SOURCE EXTRACT START

Cancer fighting pea proteins

Colorectal cancer has become one of the leading causes of cancer-related deaths worldwide.

Because colorectal cancer is closely linked to diet, the disease is significantly increasing in the western world, tackling the incidence of this disease has become a research and public health priority.

There is a huge research focus on examining the beneficial effects of certain compounds in food. Among those being studied, are a class of protease enzyme inhibitors called Bowman-Birk Inhibitors (BBIs), which can be found in many legumes such as pea, soybean and lentil.

Combating cancer

Protease enzymes have long been recognised as major players in many different biological processes, including cell signalling, digestion, and immune responses.

More recently, interest has expanded to investigate their role in human diseases, ranging from cancer to inflammatory disorders.

It is known that abnormal and dysregulated protease activities can play a role in tumour formation and progression. Research suggests that plant protease inhibitors such as Bowman-Birk Inhibitors could help control this activity.

It’s been proposed that the large amounts of soybeans consumed within traditional Japanese diets may be a factor for the low rates of cancer mortality in the Japanese population. This is potentially due to the abundance of protease inhibitors in the beans.

SOURCE EXTRACT END

> WORK ORDER 1
Do these statements agree with the pea protein article? Answer yes or no for each, and quote the words from the article that decide it. (a) Bowman-Birk Inhibitors occur in pea, soybean and lentil. (b) Colorectal cancer is becoming less common in the western world. (c) Protease enzymes are involved in digestion.
> WORK ORDER 2
Go on with the pea protein article, picking up after its final sentence.
You won't need the items that come after the pea protein article.

LISTED ENTRIES START

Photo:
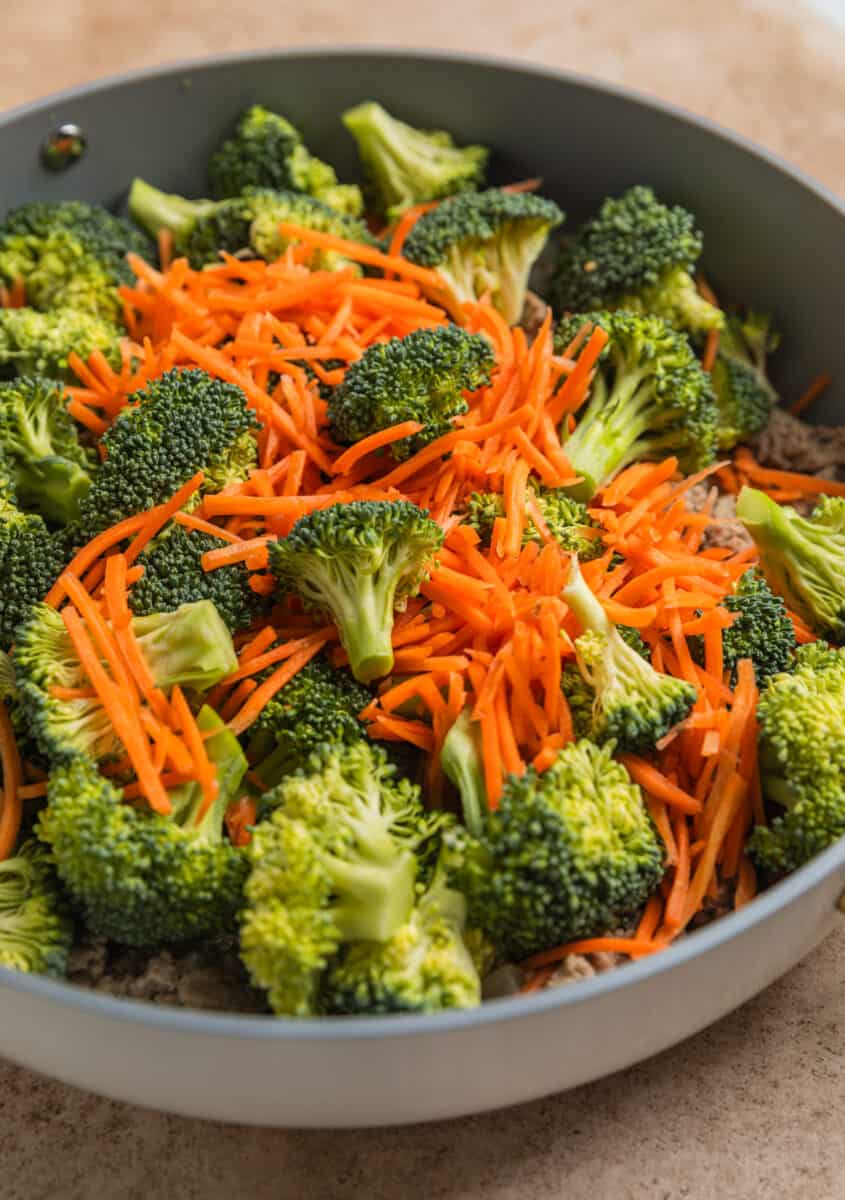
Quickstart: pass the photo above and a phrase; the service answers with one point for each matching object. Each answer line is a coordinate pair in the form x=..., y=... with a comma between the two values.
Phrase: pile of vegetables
x=346, y=618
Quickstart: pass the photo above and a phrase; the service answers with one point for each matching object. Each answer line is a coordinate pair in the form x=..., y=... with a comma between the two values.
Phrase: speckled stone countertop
x=748, y=1110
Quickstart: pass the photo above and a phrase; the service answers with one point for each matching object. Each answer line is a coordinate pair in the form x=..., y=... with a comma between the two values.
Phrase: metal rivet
x=64, y=148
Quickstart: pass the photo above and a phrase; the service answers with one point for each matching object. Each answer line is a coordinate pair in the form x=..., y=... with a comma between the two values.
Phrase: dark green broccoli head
x=649, y=399
x=421, y=377
x=141, y=879
x=406, y=166
x=173, y=576
x=318, y=708
x=568, y=521
x=637, y=255
x=334, y=863
x=70, y=255
x=40, y=342
x=485, y=241
x=181, y=423
x=802, y=761
x=250, y=222
x=358, y=563
x=51, y=471
x=803, y=558
x=267, y=151
x=568, y=853
x=36, y=930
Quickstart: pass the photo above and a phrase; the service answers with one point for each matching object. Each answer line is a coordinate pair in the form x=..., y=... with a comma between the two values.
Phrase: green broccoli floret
x=70, y=256
x=405, y=166
x=51, y=471
x=426, y=966
x=190, y=647
x=485, y=241
x=174, y=576
x=250, y=222
x=803, y=558
x=317, y=709
x=649, y=399
x=420, y=377
x=568, y=520
x=267, y=151
x=635, y=255
x=358, y=563
x=634, y=706
x=181, y=423
x=334, y=863
x=30, y=563
x=138, y=877
x=40, y=342
x=802, y=761
x=568, y=853
x=761, y=630
x=35, y=928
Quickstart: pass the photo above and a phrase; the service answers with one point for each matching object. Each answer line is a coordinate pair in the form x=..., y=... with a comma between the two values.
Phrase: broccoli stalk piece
x=358, y=563
x=35, y=928
x=334, y=863
x=267, y=151
x=70, y=256
x=406, y=166
x=51, y=472
x=312, y=713
x=247, y=223
x=138, y=877
x=802, y=761
x=485, y=241
x=634, y=706
x=803, y=558
x=636, y=255
x=420, y=377
x=567, y=520
x=426, y=966
x=190, y=647
x=649, y=399
x=568, y=853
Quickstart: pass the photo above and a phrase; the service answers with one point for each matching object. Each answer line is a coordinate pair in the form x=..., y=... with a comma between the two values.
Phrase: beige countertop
x=749, y=1109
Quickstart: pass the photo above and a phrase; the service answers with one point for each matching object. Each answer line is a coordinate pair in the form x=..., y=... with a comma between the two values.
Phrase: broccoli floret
x=568, y=520
x=485, y=241
x=267, y=151
x=426, y=965
x=190, y=647
x=70, y=256
x=420, y=377
x=357, y=563
x=462, y=763
x=138, y=877
x=405, y=166
x=802, y=761
x=803, y=558
x=30, y=563
x=635, y=255
x=35, y=928
x=568, y=853
x=181, y=423
x=250, y=222
x=761, y=630
x=51, y=471
x=40, y=342
x=634, y=706
x=334, y=863
x=649, y=399
x=174, y=576
x=317, y=709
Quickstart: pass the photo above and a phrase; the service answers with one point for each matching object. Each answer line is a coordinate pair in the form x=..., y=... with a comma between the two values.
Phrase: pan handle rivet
x=63, y=148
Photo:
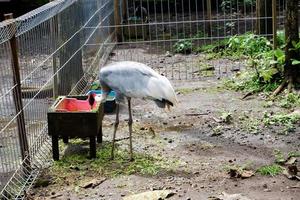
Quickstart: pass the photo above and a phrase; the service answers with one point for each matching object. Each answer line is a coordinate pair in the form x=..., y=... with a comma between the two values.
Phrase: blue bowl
x=110, y=104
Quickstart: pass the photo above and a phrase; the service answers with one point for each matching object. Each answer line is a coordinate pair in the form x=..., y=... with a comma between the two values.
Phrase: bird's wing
x=137, y=80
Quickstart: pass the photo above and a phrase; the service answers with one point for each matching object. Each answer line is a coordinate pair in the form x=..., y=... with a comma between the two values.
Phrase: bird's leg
x=130, y=128
x=115, y=131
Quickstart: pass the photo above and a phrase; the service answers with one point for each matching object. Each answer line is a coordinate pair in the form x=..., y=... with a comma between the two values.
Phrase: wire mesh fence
x=155, y=31
x=62, y=44
x=53, y=58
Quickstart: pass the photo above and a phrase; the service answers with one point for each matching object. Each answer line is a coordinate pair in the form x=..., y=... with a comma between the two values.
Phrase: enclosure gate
x=58, y=48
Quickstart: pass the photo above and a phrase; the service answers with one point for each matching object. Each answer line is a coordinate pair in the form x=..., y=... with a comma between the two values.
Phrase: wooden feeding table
x=72, y=116
x=136, y=28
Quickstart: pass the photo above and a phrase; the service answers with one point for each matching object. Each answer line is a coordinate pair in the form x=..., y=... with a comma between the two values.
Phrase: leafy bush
x=248, y=44
x=270, y=170
x=232, y=5
x=183, y=46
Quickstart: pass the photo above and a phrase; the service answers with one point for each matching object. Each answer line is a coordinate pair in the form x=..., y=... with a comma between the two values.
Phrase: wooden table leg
x=66, y=139
x=55, y=147
x=99, y=136
x=92, y=146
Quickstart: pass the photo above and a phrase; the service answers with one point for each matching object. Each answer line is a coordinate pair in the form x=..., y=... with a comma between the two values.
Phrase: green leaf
x=278, y=53
x=295, y=62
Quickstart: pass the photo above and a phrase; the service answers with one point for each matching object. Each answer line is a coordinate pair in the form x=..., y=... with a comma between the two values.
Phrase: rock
x=168, y=54
x=93, y=183
x=291, y=161
x=225, y=196
x=151, y=195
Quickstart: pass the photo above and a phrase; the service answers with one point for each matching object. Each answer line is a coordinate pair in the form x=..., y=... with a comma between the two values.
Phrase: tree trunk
x=291, y=72
x=264, y=17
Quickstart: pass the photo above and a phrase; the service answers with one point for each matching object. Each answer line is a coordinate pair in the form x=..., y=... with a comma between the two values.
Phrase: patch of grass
x=290, y=100
x=294, y=154
x=250, y=125
x=270, y=170
x=80, y=163
x=286, y=120
x=226, y=117
x=183, y=46
x=279, y=157
x=185, y=90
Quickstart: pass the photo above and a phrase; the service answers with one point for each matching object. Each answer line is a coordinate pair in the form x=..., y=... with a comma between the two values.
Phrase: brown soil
x=192, y=134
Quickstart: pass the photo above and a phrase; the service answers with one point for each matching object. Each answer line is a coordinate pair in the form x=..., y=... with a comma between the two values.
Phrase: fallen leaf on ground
x=234, y=173
x=291, y=173
x=151, y=195
x=247, y=174
x=291, y=161
x=93, y=183
x=225, y=196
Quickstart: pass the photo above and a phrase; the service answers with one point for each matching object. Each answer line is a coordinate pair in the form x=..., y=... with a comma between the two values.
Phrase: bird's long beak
x=102, y=98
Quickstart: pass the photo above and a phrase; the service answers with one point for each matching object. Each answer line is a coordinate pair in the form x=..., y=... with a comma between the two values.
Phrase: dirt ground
x=202, y=146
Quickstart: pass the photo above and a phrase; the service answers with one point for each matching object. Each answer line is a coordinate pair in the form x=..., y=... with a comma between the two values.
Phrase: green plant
x=286, y=120
x=232, y=5
x=270, y=170
x=279, y=158
x=200, y=34
x=79, y=163
x=183, y=46
x=290, y=100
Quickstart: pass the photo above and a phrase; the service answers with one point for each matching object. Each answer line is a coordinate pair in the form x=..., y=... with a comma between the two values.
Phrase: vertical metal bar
x=53, y=24
x=117, y=21
x=124, y=9
x=17, y=91
x=209, y=17
x=274, y=21
x=257, y=17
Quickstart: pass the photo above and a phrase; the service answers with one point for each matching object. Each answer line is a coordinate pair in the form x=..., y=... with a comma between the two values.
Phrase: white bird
x=134, y=80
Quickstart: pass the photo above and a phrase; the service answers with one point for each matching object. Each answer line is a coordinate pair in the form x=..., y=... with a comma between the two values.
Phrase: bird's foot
x=131, y=159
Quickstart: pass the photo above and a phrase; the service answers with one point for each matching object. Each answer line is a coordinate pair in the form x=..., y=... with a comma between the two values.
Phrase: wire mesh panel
x=62, y=44
x=168, y=34
x=54, y=58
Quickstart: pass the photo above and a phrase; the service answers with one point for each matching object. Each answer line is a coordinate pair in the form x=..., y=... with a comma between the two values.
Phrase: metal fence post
x=209, y=17
x=274, y=21
x=17, y=96
x=53, y=28
x=257, y=17
x=117, y=21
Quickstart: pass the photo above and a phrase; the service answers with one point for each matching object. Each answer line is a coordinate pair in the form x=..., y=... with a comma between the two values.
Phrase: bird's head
x=101, y=98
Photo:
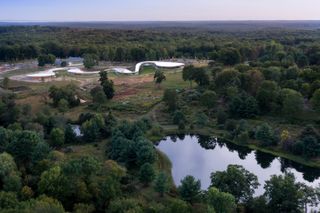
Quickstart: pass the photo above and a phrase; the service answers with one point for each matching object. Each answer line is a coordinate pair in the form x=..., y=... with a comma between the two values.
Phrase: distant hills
x=206, y=25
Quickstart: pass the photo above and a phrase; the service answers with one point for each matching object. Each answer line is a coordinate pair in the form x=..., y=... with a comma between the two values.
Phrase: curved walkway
x=161, y=64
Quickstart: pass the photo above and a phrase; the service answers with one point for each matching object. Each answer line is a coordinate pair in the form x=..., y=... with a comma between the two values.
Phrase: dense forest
x=259, y=87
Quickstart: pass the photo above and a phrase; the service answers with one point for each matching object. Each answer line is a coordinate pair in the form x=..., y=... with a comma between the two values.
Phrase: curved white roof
x=162, y=64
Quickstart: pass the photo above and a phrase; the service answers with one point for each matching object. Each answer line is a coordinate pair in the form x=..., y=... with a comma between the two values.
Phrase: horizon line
x=208, y=20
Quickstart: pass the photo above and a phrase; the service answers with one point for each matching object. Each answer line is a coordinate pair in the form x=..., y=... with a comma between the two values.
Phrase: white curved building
x=160, y=64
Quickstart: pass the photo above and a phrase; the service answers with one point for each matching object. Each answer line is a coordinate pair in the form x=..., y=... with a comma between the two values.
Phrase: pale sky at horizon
x=158, y=10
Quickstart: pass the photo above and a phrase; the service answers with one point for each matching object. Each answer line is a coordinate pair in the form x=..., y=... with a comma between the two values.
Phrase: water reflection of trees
x=264, y=159
x=207, y=142
x=310, y=174
x=242, y=151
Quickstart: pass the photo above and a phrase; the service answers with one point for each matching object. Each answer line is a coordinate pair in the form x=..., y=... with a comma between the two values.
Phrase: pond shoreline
x=219, y=134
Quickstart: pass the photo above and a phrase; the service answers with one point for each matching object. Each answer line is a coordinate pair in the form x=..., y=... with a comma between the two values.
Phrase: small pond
x=199, y=156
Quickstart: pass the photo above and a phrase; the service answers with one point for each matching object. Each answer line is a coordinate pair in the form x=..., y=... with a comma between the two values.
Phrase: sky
x=158, y=10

LISTED ENTRIES END

> EXPECTED OUTPUT 1
(a) Yes: "which can be found in many legumes such as pea, soybean and lentil"
(b) No: "the disease is significantly increasing in the western world"
(c) Yes: "including cell signalling, digestion, and immune responses"

> EXPECTED OUTPUT 2
Bowman-Birk Inhibitors are known to be very stable; they can travel through the digestive system to the large intestine without major degradation and remain intact against the metabolic activities of the intestinal microbiota.

As such, there has been a strong interest in investigating the anti-carcinogenic properties of Bowman-Birk Inhibitors on tumours within the colon.

In the 1990s, Bowman-Birk Inhibitors acquired the status of an ‘investigational new drug’ by the US Food and Drug Administration (FDA).

Studies focusing on Bowman-Birk Inhibitors derived from soybean have found that they are capable of suppressing cancer and inflammatory disorders in a variety of animal systems (mice, hamsters and rats).

Our scientists worked in collaboration with the Institute of Food Research (now Quadram Institute) to investigate the anti-carcinogenic properties of Bowman-Birk Inhibitors in pea seeds.

In 2005, an investigation looking at the ability of Bowman-Birk Inhibitors to influence the growth of human colon cancer cells in the laboratory revealed that the pea seed Bowman-Birk Inhibitors could be at least as significant as those derived from soybean in the fight against cancer.

In 2012, Professor Claire Domoney worked in collaboration with scientists in Spain to compare the effect of a naturally-occurring Bowman-Birk Inhibitors from peas and an inactive mutant form of Bowman-Birk Inhibitors on the growth of colon cancer cells.

The naturally-occurring Bowman-Birk Inhibitor had a dose-dependent inhibitory effect on the tumour cells, whilst the inactive mutant did not show any effect. Thus proving that the proliferation of the cells is reduced through protease inhibition. This highlighted the striking positive impact that the protease inhibitory activity of Bowman-Birk Inhibitors can have.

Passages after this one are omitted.